Region labeling records
##############################
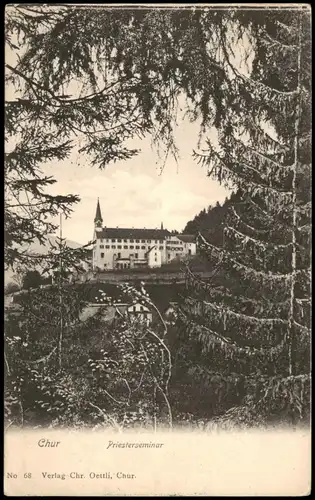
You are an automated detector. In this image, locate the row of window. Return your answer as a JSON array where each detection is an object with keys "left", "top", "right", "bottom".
[
  {"left": 100, "top": 238, "right": 163, "bottom": 243},
  {"left": 100, "top": 245, "right": 164, "bottom": 250}
]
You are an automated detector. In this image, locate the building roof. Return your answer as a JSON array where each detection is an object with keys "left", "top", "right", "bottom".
[
  {"left": 176, "top": 234, "right": 196, "bottom": 243},
  {"left": 97, "top": 227, "right": 171, "bottom": 240}
]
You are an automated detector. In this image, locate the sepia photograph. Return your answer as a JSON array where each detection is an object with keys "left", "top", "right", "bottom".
[{"left": 4, "top": 3, "right": 312, "bottom": 496}]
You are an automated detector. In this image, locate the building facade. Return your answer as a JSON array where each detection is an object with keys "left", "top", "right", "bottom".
[{"left": 92, "top": 200, "right": 196, "bottom": 271}]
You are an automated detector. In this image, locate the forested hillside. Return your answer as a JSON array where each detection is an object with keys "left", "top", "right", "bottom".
[{"left": 183, "top": 193, "right": 240, "bottom": 245}]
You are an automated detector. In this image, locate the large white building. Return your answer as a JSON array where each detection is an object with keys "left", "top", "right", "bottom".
[{"left": 93, "top": 200, "right": 196, "bottom": 271}]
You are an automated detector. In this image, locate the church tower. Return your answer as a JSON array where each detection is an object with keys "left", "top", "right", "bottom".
[{"left": 94, "top": 198, "right": 103, "bottom": 232}]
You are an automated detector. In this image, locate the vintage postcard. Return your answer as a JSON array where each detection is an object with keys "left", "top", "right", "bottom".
[{"left": 4, "top": 3, "right": 312, "bottom": 497}]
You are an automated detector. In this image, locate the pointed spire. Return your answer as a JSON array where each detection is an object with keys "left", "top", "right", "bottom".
[{"left": 94, "top": 198, "right": 103, "bottom": 225}]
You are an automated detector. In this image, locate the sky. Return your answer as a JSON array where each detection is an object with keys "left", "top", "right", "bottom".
[
  {"left": 6, "top": 8, "right": 239, "bottom": 248},
  {"left": 44, "top": 120, "right": 229, "bottom": 244}
]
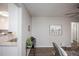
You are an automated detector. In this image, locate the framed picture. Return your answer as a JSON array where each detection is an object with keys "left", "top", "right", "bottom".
[{"left": 49, "top": 24, "right": 62, "bottom": 36}]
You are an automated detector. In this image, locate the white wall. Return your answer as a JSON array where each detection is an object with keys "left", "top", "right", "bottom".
[
  {"left": 0, "top": 16, "right": 9, "bottom": 30},
  {"left": 32, "top": 17, "right": 76, "bottom": 47},
  {"left": 0, "top": 4, "right": 21, "bottom": 56},
  {"left": 22, "top": 6, "right": 32, "bottom": 55}
]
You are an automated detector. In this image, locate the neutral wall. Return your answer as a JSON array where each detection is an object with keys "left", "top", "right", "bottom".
[
  {"left": 0, "top": 16, "right": 9, "bottom": 30},
  {"left": 0, "top": 4, "right": 21, "bottom": 56},
  {"left": 32, "top": 17, "right": 76, "bottom": 47},
  {"left": 22, "top": 6, "right": 32, "bottom": 55}
]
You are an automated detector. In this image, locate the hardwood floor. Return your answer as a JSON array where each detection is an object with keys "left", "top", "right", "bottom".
[{"left": 29, "top": 48, "right": 79, "bottom": 56}]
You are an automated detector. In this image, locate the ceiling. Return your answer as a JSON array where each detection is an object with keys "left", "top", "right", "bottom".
[{"left": 25, "top": 3, "right": 76, "bottom": 17}]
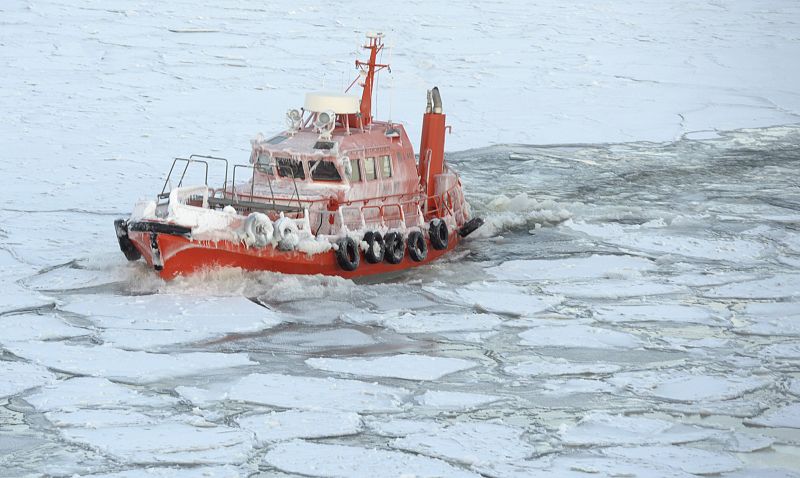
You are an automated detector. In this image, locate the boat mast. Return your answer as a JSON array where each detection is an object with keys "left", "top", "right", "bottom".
[{"left": 345, "top": 33, "right": 391, "bottom": 128}]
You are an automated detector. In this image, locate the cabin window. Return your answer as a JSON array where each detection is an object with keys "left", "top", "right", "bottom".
[
  {"left": 350, "top": 158, "right": 361, "bottom": 183},
  {"left": 275, "top": 158, "right": 306, "bottom": 179},
  {"left": 381, "top": 155, "right": 392, "bottom": 179},
  {"left": 256, "top": 153, "right": 274, "bottom": 174},
  {"left": 364, "top": 158, "right": 378, "bottom": 181},
  {"left": 308, "top": 160, "right": 342, "bottom": 181}
]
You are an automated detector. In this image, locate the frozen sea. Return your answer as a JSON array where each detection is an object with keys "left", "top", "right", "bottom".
[{"left": 0, "top": 0, "right": 800, "bottom": 478}]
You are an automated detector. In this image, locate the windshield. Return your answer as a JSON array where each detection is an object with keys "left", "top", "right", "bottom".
[{"left": 308, "top": 159, "right": 342, "bottom": 181}]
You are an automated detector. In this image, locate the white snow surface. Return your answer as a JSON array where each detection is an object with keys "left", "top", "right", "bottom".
[
  {"left": 748, "top": 403, "right": 800, "bottom": 428},
  {"left": 228, "top": 374, "right": 409, "bottom": 412},
  {"left": 559, "top": 413, "right": 719, "bottom": 446},
  {"left": 0, "top": 360, "right": 56, "bottom": 398},
  {"left": 519, "top": 324, "right": 644, "bottom": 349},
  {"left": 236, "top": 410, "right": 362, "bottom": 445},
  {"left": 5, "top": 342, "right": 254, "bottom": 383},
  {"left": 306, "top": 354, "right": 477, "bottom": 380},
  {"left": 391, "top": 422, "right": 535, "bottom": 466},
  {"left": 59, "top": 294, "right": 281, "bottom": 350},
  {"left": 264, "top": 440, "right": 480, "bottom": 478},
  {"left": 0, "top": 0, "right": 800, "bottom": 478}
]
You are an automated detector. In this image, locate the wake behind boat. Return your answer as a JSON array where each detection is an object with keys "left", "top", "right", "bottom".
[{"left": 114, "top": 34, "right": 483, "bottom": 279}]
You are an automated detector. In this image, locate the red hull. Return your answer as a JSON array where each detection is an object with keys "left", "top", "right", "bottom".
[{"left": 129, "top": 231, "right": 459, "bottom": 279}]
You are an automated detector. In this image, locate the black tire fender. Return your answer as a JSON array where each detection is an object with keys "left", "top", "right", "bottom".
[
  {"left": 408, "top": 231, "right": 428, "bottom": 262},
  {"left": 364, "top": 231, "right": 386, "bottom": 264},
  {"left": 428, "top": 218, "right": 450, "bottom": 251},
  {"left": 383, "top": 232, "right": 406, "bottom": 264},
  {"left": 336, "top": 237, "right": 361, "bottom": 271}
]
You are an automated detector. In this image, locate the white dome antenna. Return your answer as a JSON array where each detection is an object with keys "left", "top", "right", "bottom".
[
  {"left": 286, "top": 109, "right": 303, "bottom": 132},
  {"left": 314, "top": 110, "right": 336, "bottom": 140}
]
##############################
Pick out every line in the items above that contains the word "boat", and copy each such line in full. Case counts.

You are an automated detector. In this image, locate the boat mast. Return your answer as a JSON array where each detection is an object with keys "left", "top", "right", "bottom".
You are an automated detector. In this image, locate the wake behind boat. Return your answer as a JSON array where each detection is an object with keys "left", "top", "right", "bottom".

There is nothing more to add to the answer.